## INPUT
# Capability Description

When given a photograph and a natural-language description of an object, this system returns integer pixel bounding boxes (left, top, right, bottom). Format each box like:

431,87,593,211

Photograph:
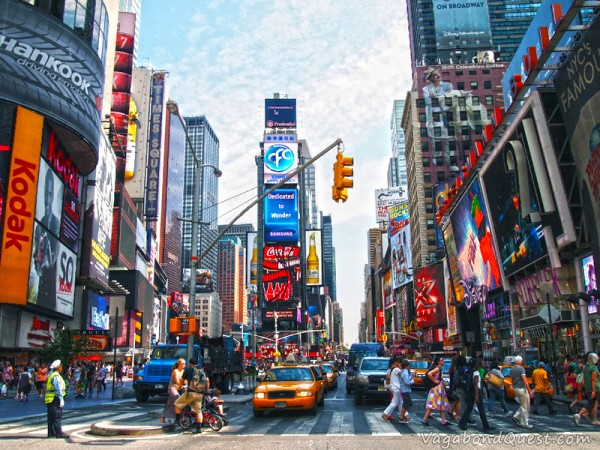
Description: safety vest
44,372,67,404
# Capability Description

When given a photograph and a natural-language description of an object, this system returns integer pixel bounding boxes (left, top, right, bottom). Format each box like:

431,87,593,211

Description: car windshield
408,361,429,369
150,347,187,359
360,359,390,370
265,367,313,381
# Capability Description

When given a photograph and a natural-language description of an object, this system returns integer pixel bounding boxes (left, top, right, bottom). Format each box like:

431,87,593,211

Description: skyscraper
182,115,219,289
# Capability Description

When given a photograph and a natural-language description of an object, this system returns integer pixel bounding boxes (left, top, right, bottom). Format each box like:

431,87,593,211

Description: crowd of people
382,352,600,432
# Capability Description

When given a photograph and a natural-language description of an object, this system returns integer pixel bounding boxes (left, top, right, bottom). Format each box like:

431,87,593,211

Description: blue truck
133,336,244,403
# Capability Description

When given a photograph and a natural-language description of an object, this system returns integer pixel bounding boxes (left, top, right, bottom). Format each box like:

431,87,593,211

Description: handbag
488,372,504,389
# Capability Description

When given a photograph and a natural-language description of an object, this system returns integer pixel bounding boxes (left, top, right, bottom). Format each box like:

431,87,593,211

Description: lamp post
167,100,223,361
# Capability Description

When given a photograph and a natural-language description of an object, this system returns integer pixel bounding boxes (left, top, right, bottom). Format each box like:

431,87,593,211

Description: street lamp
167,100,223,361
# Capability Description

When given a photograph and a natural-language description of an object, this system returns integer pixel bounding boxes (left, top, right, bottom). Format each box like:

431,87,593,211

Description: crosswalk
0,405,592,440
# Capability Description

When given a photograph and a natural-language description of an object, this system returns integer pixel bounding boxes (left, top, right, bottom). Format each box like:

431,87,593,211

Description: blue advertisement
433,0,492,50
264,189,298,243
265,98,296,128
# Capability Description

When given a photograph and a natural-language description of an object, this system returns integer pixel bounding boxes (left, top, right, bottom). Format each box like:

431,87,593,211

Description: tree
40,329,90,372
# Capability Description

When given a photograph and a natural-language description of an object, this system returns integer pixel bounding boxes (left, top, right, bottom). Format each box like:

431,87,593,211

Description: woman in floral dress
422,356,450,426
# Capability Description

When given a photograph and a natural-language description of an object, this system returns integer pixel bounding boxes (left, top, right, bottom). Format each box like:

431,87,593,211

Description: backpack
188,367,206,392
458,367,474,392
423,367,435,391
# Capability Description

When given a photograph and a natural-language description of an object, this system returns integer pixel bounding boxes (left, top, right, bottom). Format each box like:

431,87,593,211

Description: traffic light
332,150,354,202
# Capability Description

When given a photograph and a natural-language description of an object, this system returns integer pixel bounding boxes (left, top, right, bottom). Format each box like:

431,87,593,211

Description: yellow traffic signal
332,150,354,202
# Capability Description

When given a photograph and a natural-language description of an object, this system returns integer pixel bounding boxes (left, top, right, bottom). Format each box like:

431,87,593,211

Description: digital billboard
264,140,299,184
581,255,599,314
414,263,446,328
388,201,412,289
444,179,502,305
262,245,301,302
265,98,296,128
304,230,323,286
264,189,298,243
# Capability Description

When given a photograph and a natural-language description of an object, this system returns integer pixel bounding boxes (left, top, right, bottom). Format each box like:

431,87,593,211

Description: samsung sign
265,98,296,128
0,0,104,168
264,189,298,243
264,142,298,184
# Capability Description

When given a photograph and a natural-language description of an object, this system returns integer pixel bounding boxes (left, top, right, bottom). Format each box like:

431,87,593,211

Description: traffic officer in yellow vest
44,359,69,438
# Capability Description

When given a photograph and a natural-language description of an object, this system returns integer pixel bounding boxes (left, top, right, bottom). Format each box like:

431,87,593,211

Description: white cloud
140,0,410,342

## PROBLEM REQUIREMENTS
Rewrite all of the records above, replacing "natural-language" with "plain-language" wherever it occurs and leaving everything else unchanged. Omit the pictures from your answer.

## ANSWER TO THIS TASK
# Capability Description

When given a photograph and a plain-language description of an object, this system returns integer pixel bounding boxes (left, top, right, bottom). Format each box like:

431,87,593,211

Photograph:
Description: safety vest
44,372,67,404
# Capability Description

When given a photograph and a plain-language description of an object, this system returns integer pixel bounding boxes (left, top, right, bottom). Format each box like:

431,87,593,211

Description: car windshield
408,361,429,369
150,347,187,359
360,359,390,370
265,367,313,381
# Capability Description

When given a photograph and a plain-language description of an object, this system returns integer pixel bounding boxes (left, top, right, bottom). Format each box like:

431,87,593,211

Description: skyscraper
182,115,219,289
# Capability Description

When given a photograph and a plain-language description of an object, this system returns integer pixel bounding boxes (left, top, right, bottom). Format each box like:

431,87,593,211

Description: crowd of people
382,352,600,432
# Capability Description

When given a photograph and a plain-language description of an object, this system returns integer pixel bounding boxes (left, top, right, bottom). Format each box like:

431,87,593,211

Description: blue truck
133,336,244,403
# Capability Description

When given a photograph and a plain-language description of an object, this system returns integer pixel bounding boxes (left, top, right, bottom). Format each box like:

431,87,593,211

Description: handbag
488,372,504,389
# Capability Description

When given a photograph and a plain-language description of an object, this system returns integer pixel bounding boxes (left, top, right, bottom). Format each box like:

431,87,593,211

Description: lamp post
167,100,223,361
# Capability Description

When given a photograph and a plain-language description of an object, this system returns integer pixel bounding boxes (left, top, right, bottom). Format each box like:

431,87,593,211

Description: street lamp
167,100,223,361
# Capability Description

When given a photograph and a plain-language description of an object, this system returns integer pixel bounding boxes (left, top, right, bottom). Format each box like:

431,87,593,211

Description: crosswalk
0,405,592,440
# Capability Description

When given a photograph and a plain-language description of an object, this system returns integer pixel bounding boxes (left, top, right, bottom). Format each box like:

431,87,593,211

Description: blue advertisement
433,0,492,50
264,189,298,243
265,98,296,128
# Capability Description

When given a photograph and a plain-language description of an object, this system returns integer pixel bounding boxes (left, top, right, bottom). Format each box like:

431,87,593,211

Description: tree
40,329,90,372
# Capability Description

When given a photograph and a plain-language description of an object, this system returns integer pixel bounding boxes (left, top, right, bottom). Format each box like:

431,87,593,211

Description: woman in floral dress
422,356,450,426
# Capability Description

When given a photograph and a plain-language description of an object, this system returns integer pixel bounding boxes (left, top, right, bottom). Format each box like:

431,87,593,211

Description: backpack
188,367,206,392
458,367,474,392
423,367,435,391
# Capability Description

When given a photograph and a plain-language description of an object, this system returns integer pixel bounding boxes (left, top, right, bottom). Format each box like:

431,87,593,211

Description: traffic light
332,150,354,202
# Capability Description

When given a photograph and a plain-language description of an object, this system returns integer pixel bounding boxes (left, top, right, bottom). Format each box like:

431,87,593,211

Description: yellow traffic signal
332,150,354,202
# Capability Description

When given a photograph and a plain-language description of an object, this system returns integer pixel bounding boxes (left, top, right, bottom). Format each box like:

431,87,593,211

Description: digital billboard
264,140,299,184
581,255,599,314
414,263,446,328
388,201,412,289
444,179,502,305
262,245,301,302
265,98,296,128
304,230,323,286
264,189,298,243
# Capability Description

When given a photograph and a plain-language description of an object, this system returns integer pixel bounding boxes (left, top, right, bottom). Format each box like:

431,87,593,211

Description: samsung sign
265,98,296,128
0,0,104,168
264,189,298,243
264,142,298,184
# Capability Description

When given a photograph and a plain-language description of an object, this system returns integer pixel bounding boxes (left, top, right, bottom). Format each box like:

431,87,593,211

Description: traffic officer in yellow vest
44,359,69,438
# Capability Description

When given a photograph and a plain-language description of an object, this system returns integer pixel bounding boxes (left, top, right, bottom). Format each box like:

431,87,593,211

Description: white cloud
140,0,410,342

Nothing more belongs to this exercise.